START Material shown
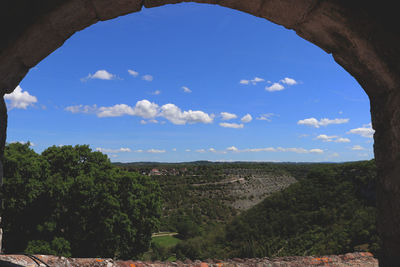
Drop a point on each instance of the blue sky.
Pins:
(193, 82)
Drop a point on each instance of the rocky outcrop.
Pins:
(362, 259)
(362, 36)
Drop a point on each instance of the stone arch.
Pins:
(361, 36)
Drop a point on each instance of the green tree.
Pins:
(98, 209)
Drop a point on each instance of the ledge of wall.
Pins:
(364, 259)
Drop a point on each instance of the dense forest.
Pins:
(331, 211)
(72, 201)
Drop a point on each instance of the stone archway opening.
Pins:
(361, 37)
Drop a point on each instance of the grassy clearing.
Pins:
(165, 241)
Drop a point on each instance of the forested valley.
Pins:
(74, 202)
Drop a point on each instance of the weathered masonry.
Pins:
(362, 35)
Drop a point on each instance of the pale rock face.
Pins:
(362, 37)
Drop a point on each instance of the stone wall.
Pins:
(363, 37)
(363, 259)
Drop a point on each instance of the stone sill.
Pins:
(359, 259)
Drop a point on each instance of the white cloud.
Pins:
(233, 149)
(322, 122)
(357, 147)
(31, 144)
(342, 140)
(227, 116)
(298, 150)
(231, 125)
(274, 87)
(316, 150)
(145, 109)
(133, 73)
(186, 89)
(257, 80)
(175, 115)
(365, 131)
(265, 149)
(115, 111)
(253, 81)
(155, 151)
(288, 81)
(82, 109)
(152, 151)
(108, 150)
(246, 118)
(100, 74)
(147, 77)
(148, 121)
(332, 138)
(20, 99)
(266, 117)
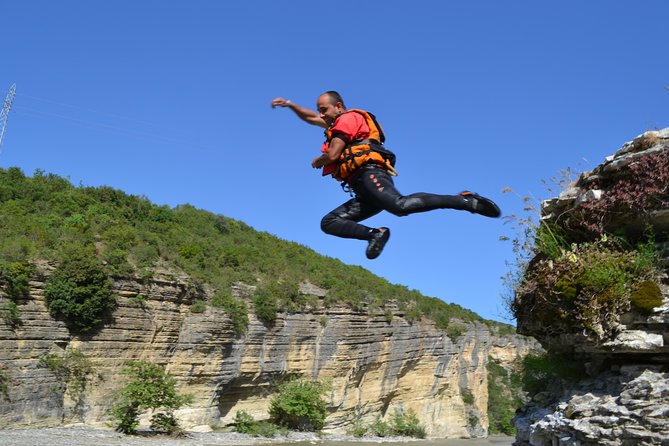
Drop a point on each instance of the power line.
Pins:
(9, 100)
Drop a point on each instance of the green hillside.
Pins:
(45, 217)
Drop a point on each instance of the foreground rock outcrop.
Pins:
(376, 362)
(624, 397)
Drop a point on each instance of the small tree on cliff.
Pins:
(152, 388)
(299, 405)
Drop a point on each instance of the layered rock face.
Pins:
(625, 398)
(375, 363)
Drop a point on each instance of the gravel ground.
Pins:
(85, 436)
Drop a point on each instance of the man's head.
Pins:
(330, 105)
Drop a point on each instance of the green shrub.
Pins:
(380, 428)
(265, 305)
(646, 297)
(150, 388)
(45, 213)
(299, 405)
(504, 397)
(467, 396)
(16, 276)
(406, 424)
(73, 369)
(199, 306)
(358, 428)
(586, 289)
(246, 424)
(454, 331)
(236, 309)
(4, 384)
(539, 371)
(79, 290)
(139, 300)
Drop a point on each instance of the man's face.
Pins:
(328, 110)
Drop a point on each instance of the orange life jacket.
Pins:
(368, 151)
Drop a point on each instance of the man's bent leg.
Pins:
(376, 186)
(343, 221)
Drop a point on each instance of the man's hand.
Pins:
(309, 116)
(280, 102)
(317, 163)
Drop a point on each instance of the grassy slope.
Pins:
(43, 214)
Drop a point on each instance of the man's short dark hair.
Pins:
(335, 97)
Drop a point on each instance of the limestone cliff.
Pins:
(624, 397)
(375, 362)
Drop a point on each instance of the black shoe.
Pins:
(377, 242)
(480, 205)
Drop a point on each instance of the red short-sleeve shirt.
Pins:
(349, 127)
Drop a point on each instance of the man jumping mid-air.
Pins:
(353, 153)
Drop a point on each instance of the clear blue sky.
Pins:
(171, 100)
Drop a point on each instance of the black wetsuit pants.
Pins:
(375, 192)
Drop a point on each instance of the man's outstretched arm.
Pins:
(309, 116)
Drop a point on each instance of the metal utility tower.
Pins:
(9, 100)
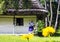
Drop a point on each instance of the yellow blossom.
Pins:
(47, 31)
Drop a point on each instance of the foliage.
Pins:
(40, 25)
(12, 4)
(48, 31)
(27, 4)
(1, 6)
(14, 38)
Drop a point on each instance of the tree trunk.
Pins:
(50, 22)
(57, 16)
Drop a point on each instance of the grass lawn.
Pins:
(13, 38)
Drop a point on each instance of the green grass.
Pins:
(9, 38)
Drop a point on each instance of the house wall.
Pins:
(6, 24)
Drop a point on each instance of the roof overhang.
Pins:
(27, 11)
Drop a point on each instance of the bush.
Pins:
(40, 25)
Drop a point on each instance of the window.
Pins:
(19, 21)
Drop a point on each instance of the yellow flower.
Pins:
(47, 31)
(27, 36)
(44, 32)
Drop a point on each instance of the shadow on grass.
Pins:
(54, 35)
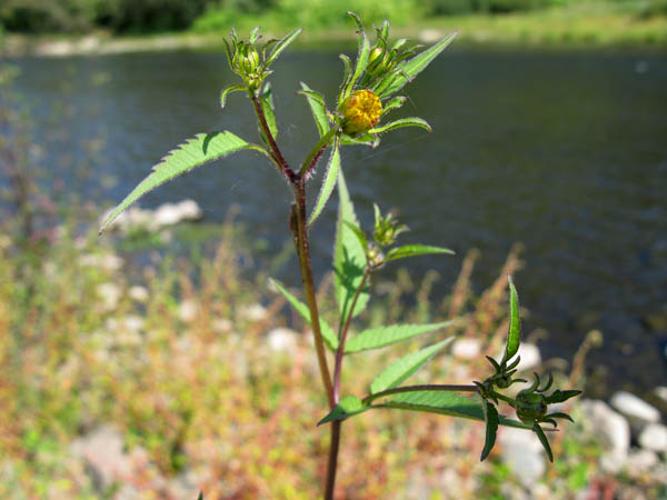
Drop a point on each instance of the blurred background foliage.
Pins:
(146, 16)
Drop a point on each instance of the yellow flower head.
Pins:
(361, 111)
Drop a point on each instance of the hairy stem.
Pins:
(303, 250)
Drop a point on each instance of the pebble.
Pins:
(654, 437)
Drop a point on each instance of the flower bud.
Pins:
(361, 112)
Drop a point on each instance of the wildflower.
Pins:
(361, 112)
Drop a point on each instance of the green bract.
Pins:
(367, 94)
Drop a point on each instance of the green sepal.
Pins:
(346, 408)
(406, 251)
(330, 337)
(492, 420)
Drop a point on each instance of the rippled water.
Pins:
(564, 152)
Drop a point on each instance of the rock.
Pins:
(523, 453)
(102, 451)
(110, 295)
(282, 340)
(654, 437)
(633, 407)
(138, 294)
(613, 431)
(187, 311)
(530, 356)
(640, 462)
(466, 348)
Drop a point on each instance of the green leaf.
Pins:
(405, 367)
(266, 100)
(328, 183)
(347, 407)
(281, 45)
(401, 123)
(330, 337)
(197, 151)
(409, 69)
(492, 420)
(317, 107)
(543, 439)
(376, 338)
(445, 403)
(405, 251)
(349, 256)
(514, 333)
(228, 90)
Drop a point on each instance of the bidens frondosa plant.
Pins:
(358, 116)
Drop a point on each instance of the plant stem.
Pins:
(303, 250)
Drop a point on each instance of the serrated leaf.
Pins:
(228, 90)
(328, 183)
(543, 439)
(317, 107)
(201, 149)
(445, 403)
(349, 256)
(492, 420)
(401, 123)
(330, 337)
(405, 251)
(281, 45)
(266, 100)
(403, 368)
(559, 396)
(347, 407)
(514, 333)
(376, 338)
(409, 69)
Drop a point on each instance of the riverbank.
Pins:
(571, 28)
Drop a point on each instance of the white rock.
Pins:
(634, 407)
(187, 311)
(641, 461)
(110, 295)
(523, 453)
(654, 437)
(530, 356)
(282, 340)
(138, 294)
(466, 348)
(613, 431)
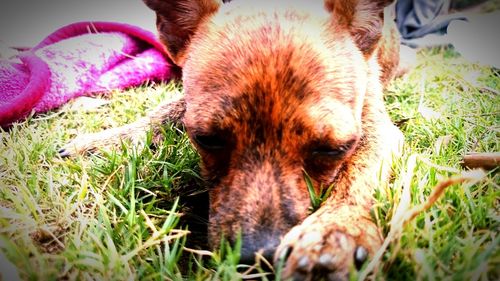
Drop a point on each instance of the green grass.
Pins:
(114, 215)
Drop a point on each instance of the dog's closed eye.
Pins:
(334, 152)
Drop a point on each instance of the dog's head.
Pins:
(272, 89)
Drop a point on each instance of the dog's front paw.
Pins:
(328, 246)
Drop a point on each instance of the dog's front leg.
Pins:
(169, 111)
(341, 234)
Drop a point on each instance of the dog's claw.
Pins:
(360, 256)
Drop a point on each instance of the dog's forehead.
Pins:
(260, 62)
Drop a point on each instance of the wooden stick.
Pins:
(488, 160)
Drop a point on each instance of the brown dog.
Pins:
(273, 89)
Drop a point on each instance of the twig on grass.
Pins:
(404, 213)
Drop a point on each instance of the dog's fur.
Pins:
(273, 89)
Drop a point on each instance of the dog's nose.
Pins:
(264, 243)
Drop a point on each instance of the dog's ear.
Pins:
(363, 18)
(178, 20)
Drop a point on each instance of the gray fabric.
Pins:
(417, 18)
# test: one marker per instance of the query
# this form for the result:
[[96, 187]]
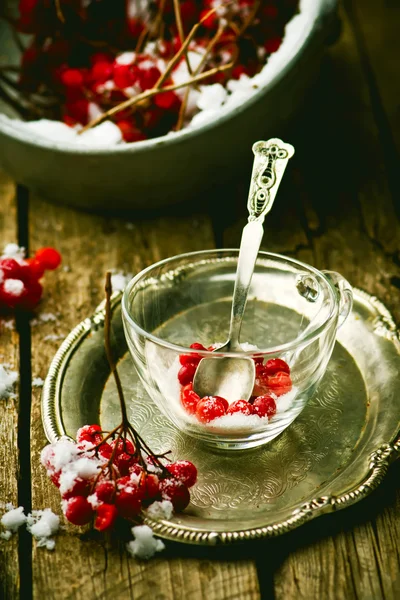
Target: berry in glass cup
[[272, 381]]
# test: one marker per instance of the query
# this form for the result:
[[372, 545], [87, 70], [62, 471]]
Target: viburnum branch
[[179, 25], [150, 93], [185, 99], [107, 343]]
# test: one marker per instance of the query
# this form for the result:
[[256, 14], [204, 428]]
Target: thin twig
[[107, 344], [179, 25], [185, 99], [153, 92]]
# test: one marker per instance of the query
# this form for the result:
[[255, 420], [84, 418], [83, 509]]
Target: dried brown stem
[[150, 93], [210, 46], [107, 343], [179, 25]]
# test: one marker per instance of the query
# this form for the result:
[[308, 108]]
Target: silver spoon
[[233, 378]]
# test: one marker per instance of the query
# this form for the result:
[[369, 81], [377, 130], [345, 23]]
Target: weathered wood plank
[[9, 353], [337, 212], [93, 569]]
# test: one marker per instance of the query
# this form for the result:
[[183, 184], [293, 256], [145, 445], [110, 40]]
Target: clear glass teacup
[[292, 314]]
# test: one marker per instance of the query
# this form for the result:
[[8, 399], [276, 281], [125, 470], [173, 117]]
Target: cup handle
[[345, 292]]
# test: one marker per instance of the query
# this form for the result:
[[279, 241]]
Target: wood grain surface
[[9, 354], [338, 209]]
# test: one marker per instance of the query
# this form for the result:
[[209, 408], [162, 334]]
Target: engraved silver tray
[[335, 453]]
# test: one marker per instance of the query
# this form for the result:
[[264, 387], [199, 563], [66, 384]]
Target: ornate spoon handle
[[270, 160]]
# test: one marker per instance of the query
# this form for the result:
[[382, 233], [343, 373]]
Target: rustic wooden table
[[337, 210]]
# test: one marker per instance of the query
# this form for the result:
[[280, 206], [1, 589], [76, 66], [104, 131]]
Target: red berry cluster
[[63, 56], [20, 286], [102, 478], [272, 380]]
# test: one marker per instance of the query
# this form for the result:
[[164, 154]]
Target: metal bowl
[[171, 168]]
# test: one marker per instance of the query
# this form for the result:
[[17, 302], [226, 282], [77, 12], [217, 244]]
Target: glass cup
[[293, 313]]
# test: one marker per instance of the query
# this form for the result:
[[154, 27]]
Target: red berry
[[189, 398], [148, 77], [49, 258], [72, 78], [209, 20], [105, 491], [105, 450], [81, 487], [150, 487], [175, 491], [33, 295], [105, 517], [123, 461], [123, 446], [264, 406], [130, 132], [36, 268], [210, 408], [123, 76], [55, 478], [128, 501], [11, 268], [78, 511], [101, 71], [185, 471], [167, 101], [280, 383], [241, 406], [272, 44], [276, 365], [89, 433], [186, 373]]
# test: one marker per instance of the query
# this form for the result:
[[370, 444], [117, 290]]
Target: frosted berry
[[128, 502], [189, 398], [176, 492], [50, 258], [81, 487], [276, 365], [241, 406], [89, 433], [280, 383], [36, 268], [105, 517], [78, 510], [264, 406], [186, 373], [210, 408], [11, 268], [105, 491], [185, 471]]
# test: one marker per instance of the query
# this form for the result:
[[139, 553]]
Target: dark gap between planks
[[390, 154], [24, 413]]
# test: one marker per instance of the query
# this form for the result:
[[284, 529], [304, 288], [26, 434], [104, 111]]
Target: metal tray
[[335, 453]]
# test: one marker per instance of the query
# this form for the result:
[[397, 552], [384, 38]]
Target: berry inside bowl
[[178, 310], [119, 158]]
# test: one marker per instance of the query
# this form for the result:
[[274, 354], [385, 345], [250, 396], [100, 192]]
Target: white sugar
[[13, 251], [13, 519], [7, 381], [14, 287], [42, 524], [161, 510], [105, 134], [119, 281], [145, 545], [126, 58]]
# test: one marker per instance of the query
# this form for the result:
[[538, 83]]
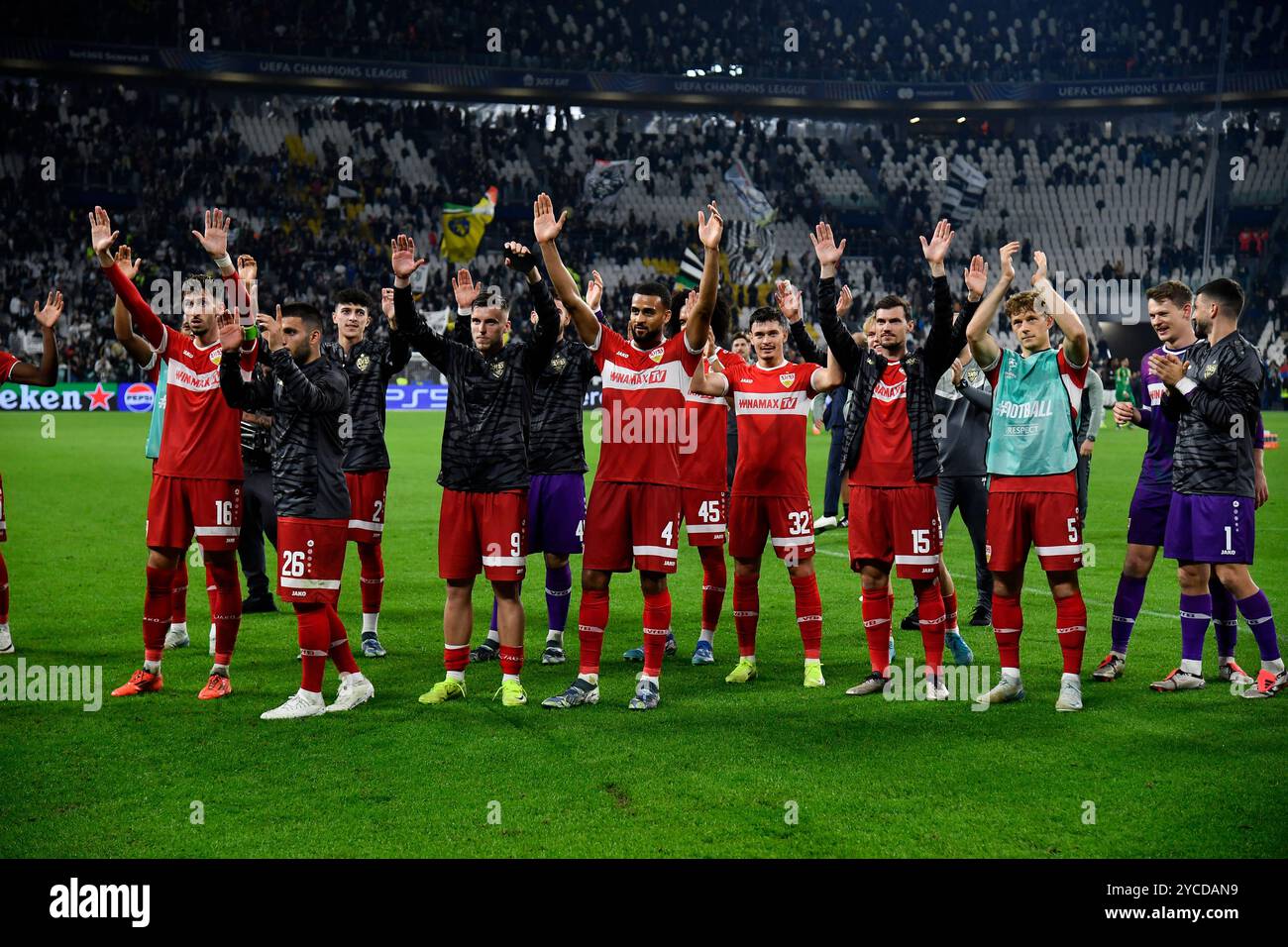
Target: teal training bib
[[154, 446], [1031, 431]]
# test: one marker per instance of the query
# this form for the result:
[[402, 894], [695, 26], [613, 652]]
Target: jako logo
[[137, 397], [102, 900]]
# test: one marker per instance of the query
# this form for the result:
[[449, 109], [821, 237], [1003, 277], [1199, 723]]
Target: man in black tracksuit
[[308, 395]]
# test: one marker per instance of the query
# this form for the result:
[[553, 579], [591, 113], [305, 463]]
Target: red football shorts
[[310, 558], [483, 532], [786, 521], [181, 506], [897, 525], [1048, 521], [631, 522], [368, 492], [704, 515]]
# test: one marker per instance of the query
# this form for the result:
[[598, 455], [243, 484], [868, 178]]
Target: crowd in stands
[[863, 40], [158, 158]]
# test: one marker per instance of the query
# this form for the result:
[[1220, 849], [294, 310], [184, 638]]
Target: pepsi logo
[[137, 397]]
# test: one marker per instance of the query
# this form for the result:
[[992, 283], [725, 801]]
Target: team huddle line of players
[[513, 463]]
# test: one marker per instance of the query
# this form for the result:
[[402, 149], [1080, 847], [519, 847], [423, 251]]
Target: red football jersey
[[773, 423], [644, 421], [885, 457], [704, 468], [201, 434]]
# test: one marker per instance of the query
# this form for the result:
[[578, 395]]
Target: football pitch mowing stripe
[[764, 770]]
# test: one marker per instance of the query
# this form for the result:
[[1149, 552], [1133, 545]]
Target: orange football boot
[[217, 685], [140, 682]]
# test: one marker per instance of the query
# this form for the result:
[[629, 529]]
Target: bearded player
[[196, 484], [893, 458], [308, 395], [634, 512], [370, 365], [771, 488], [1031, 466], [1215, 397], [13, 368]]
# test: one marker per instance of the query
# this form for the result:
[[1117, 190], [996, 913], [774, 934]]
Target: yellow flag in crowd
[[463, 227]]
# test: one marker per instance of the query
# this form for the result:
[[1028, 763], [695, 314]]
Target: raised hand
[[402, 254], [518, 258], [214, 240], [593, 290], [824, 245], [102, 236], [1008, 254], [709, 230], [125, 263], [936, 250], [977, 275], [787, 298], [845, 303], [545, 227], [52, 311]]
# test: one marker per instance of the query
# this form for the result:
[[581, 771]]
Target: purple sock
[[1256, 611], [1196, 615], [558, 594], [1225, 618], [1127, 602]]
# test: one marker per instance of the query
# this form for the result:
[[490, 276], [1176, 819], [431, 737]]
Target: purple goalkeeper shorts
[[1146, 518], [557, 513], [1211, 528]]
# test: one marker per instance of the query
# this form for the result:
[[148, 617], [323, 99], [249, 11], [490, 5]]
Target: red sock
[[713, 578], [511, 660], [1008, 625], [746, 612], [591, 621], [342, 655], [877, 608], [930, 608], [4, 590], [809, 613], [1070, 625], [223, 571], [657, 624], [314, 638], [373, 581], [456, 657], [179, 591], [156, 612]]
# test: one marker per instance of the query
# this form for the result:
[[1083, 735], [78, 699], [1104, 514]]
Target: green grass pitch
[[768, 770]]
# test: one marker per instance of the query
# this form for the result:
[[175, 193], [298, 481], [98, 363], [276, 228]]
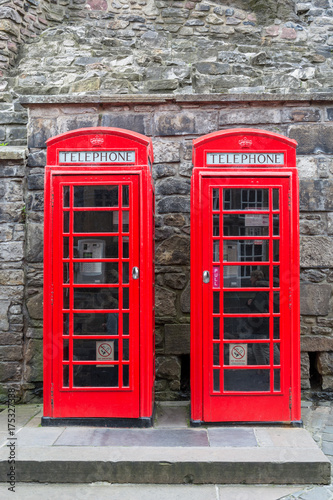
END Material shown
■ **What is being asked**
Looking at the data above, show all lines where the word "blue" occurs.

■ **Output for this task**
Drop a point on each instance of the blue sky.
Drop a point on each instance of the clear blue sky.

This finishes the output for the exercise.